*** Opening of Extracted text ***
Positive Train Control (PTC)
A system that enhances train operation by combining locomotive, wayside, and signaling via wireless communication to reduce the possibility of:
- train-to-train collisions
- overspeed derailments
- unauthorized incursions into established work zone limits
- movement of a train through a track switch in the wrong position
The main goal of any train protection system is to stop a running train. A PTC restricts the train movement to an explicit allowance, and movement is halted upon invalidation.
PTC works through a network between three devices: a train's on-board computer, trackside 'ping' points, and dispatch stations. PTC systems may slow and/or stop trains that are cruising over posted speed limits.
The train's on-board computer receives information about its location and route–posted speed limits, known construction or hazards, and where it is allowed to travel safely. Equipment on board the train then enforces this, preventing unsafe movement.
Antenna or GPS signaling devices enable communication between dispatchers and the train's computer.
*** Close of Extracted text ***
**Directions:**
**1.** Answer these about the PTC text:
(a) Which three devices does the PTC network link?
(b) What is the main goal of any train protection system?
(c) What enables communication between dispatchers and the train's computer?
**2.** Can you reproduce the PTC text word for word, everything from "PTC works through" down to "preventing unsafe movement."?
**3.** Carry on the PTC text from its last sentence.
The listing after this plays no part here and can be ignored.
*** Opening of Information shown ***
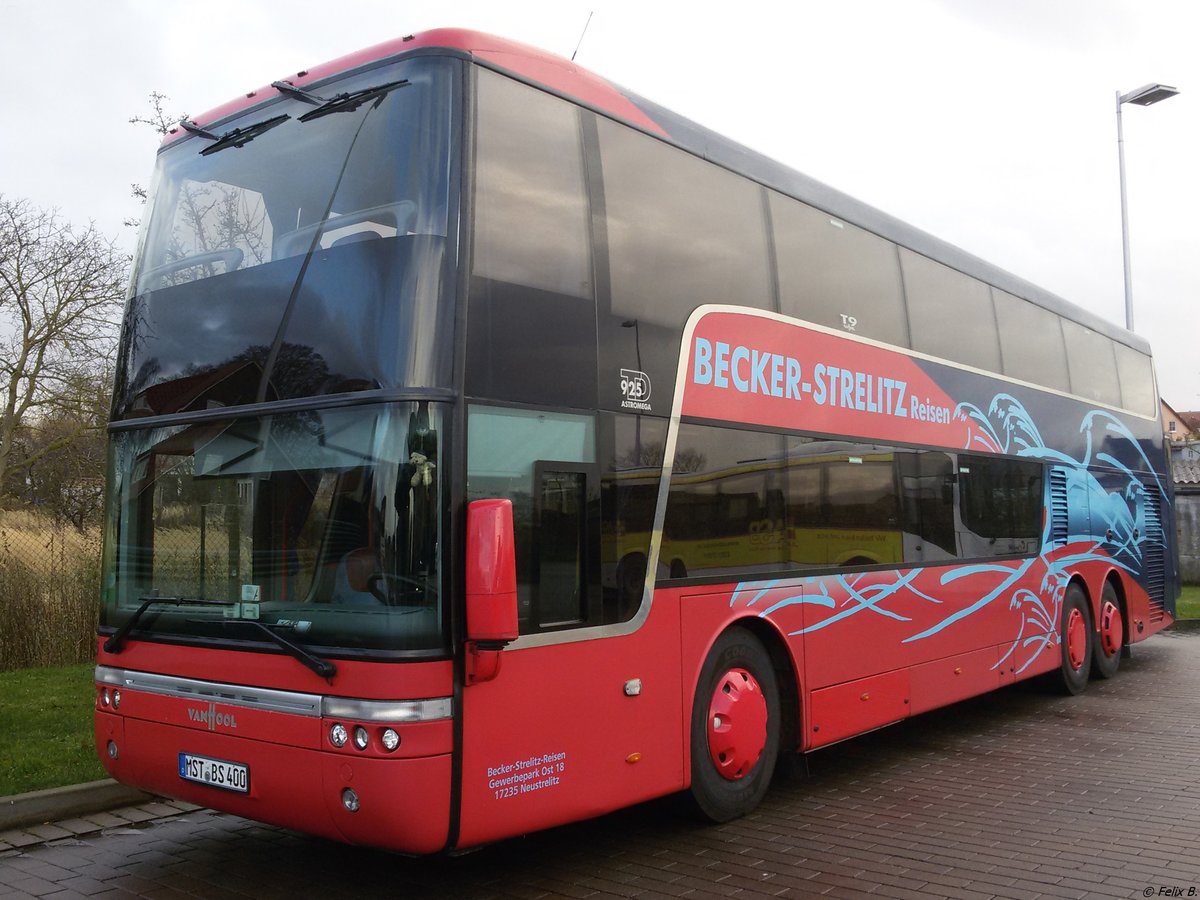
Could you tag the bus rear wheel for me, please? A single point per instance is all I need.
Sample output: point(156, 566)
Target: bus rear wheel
*** Close of Information shown ***
**Task-by-task answers:**
**1.**
(a) A train's on-board computer, trackside 'ping' points, and dispatch stations.
(b) To stop a running train.
(c) Antenna or GPS signaling devices.

**2.**
PTC works through a network between three devices: a train's on-board computer, trackside 'ping' points, and dispatch stations. PTC systems may slow and/or stop trains that are cruising over posted speed limits.
The train's on-board computer receives information about its location and route–posted speed limits, known construction or hazards, and where it is allowed to travel safely. Equipment on board the train then enforces this, preventing unsafe movement.

**3.**
On occasion, these devices are embedded in the tracks.
The ping points provide dispatchers and train conductors vital information about how fast the train is going, where it is, and whether it needs to slow down.
The information generated by ping points along the route, and transmitted to the train computer, can alert a conductor if the train is moving too fast.
In an emergency, the train computer can override the conductor and apply the brakes.
Positive Train Control could also be used to prevent collisions between trains (since the system would know where each train is), keep trains from rolling into work zones, and stop trains from cruising through track signals left in the wrong position.
Various other benefits are sometimes associated with PTC, such as increased fuel efficiency or locomotive diagnostics.
The 2008 legislation mandated that all Class 1 freight RR install PTC, and that PTC should be installed on all line segments with passenger service, including commuter railroads.
Implementing PTC technology requires knowledge of train speed and constant calculation of stopping distance. It also requires knowledge of track alignment, speed limitations, other train locations, and track conditions.
Combination of all of the above must be calculated constantly.
In addition, all of the supporting information and systems used for calculations must be compatible across/between many different private and public railroads.
By knowing how train control and signaling systems are designed and operated, railway engineers will be able to increase capacity, reliability, and safety.